## Worum es geht
Schreib aus dem folgenden Text über ein Gerichtsurteil zum Angeln die Stelle von „Daraus folgt aber, dass“ bis einschließlich „in solchen Anlagen.“ wortgetreu ab.

## Textauszug
Daraus folgt aber, dass in der Hauptsache noch "Luft" für Vortrag und Beweismittel ist. Insoweit kann also auch der Punkt, ob die Fische durch Stress und die "Behandlung" Leiden erfahren gutachterlich überprüft werden.

Interessant ist zu dem, dass es allgemeine Ausführungen des Gerichtes überhaupt zum Angeln gibt und auch spezielle bezogen auf das Angeln bzw C&R in solchen Anlagen.

Meiner Auffassung nach ermöglicht das Gericht dem Betreiber auch weiterhin Vortrag zur Rechtfertigung des Angelns. Hier dann aber konkret bezogen auf die Verfahrensweise an seiner Anlage.
Hier ist die Tür also allgemein zur Rechtfertigung des Zurücksetzens nicht zugeschlagen worden.
Der Anlagenbetreiber wird hier aber seine Probleme haben, nachvollziehbare Gründe vorzutragen. Sein bisheriger Vortrag scheint hierzu bisher daher auch höchst ungenügend zu sein.

Beispiele zur Punktbeschriftung:
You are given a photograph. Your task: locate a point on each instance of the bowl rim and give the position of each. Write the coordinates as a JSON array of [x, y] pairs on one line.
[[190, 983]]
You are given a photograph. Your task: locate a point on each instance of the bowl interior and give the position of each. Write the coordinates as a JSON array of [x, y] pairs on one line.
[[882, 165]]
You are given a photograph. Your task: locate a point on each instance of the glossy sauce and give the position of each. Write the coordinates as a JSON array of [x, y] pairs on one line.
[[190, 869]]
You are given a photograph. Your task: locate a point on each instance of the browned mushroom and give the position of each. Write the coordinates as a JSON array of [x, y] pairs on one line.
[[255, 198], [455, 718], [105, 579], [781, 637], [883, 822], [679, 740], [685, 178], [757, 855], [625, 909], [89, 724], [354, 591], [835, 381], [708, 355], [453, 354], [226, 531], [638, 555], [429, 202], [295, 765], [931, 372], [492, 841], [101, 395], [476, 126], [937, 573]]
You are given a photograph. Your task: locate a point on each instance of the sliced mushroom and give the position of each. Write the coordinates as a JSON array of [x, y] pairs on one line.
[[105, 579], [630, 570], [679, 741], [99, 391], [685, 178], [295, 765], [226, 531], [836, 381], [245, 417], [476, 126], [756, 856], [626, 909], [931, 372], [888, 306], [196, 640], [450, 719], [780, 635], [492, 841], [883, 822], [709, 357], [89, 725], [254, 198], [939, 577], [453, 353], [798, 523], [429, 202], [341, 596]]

## Antwort
Daraus folgt aber, dass in der Hauptsache noch "Luft" für Vortrag und Beweismittel ist. Insoweit kann also auch der Punkt, ob die Fische durch Stress und die "Behandlung" Leiden erfahren gutachterlich überprüft werden.

Interessant ist zu dem, dass es allgemeine Ausführungen des Gerichtes überhaupt zum Angeln gibt und auch spezielle bezogen auf das Angeln bzw C&R in solchen Anlagen.